YOUR GOAL: Rewrite each line of the material, replacing "rear wheel" with "front wheel" and leaving everything else unchanged.

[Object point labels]

####################

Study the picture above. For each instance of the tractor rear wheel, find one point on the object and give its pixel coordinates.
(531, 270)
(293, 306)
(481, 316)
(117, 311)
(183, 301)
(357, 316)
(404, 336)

####################

ANSWER TO THE PROBLEM:
Study the picture above. For each instance of the tractor front wheel, find one point on the object and give its pixel coordinates.
(531, 270)
(293, 306)
(481, 316)
(117, 311)
(183, 301)
(357, 316)
(404, 336)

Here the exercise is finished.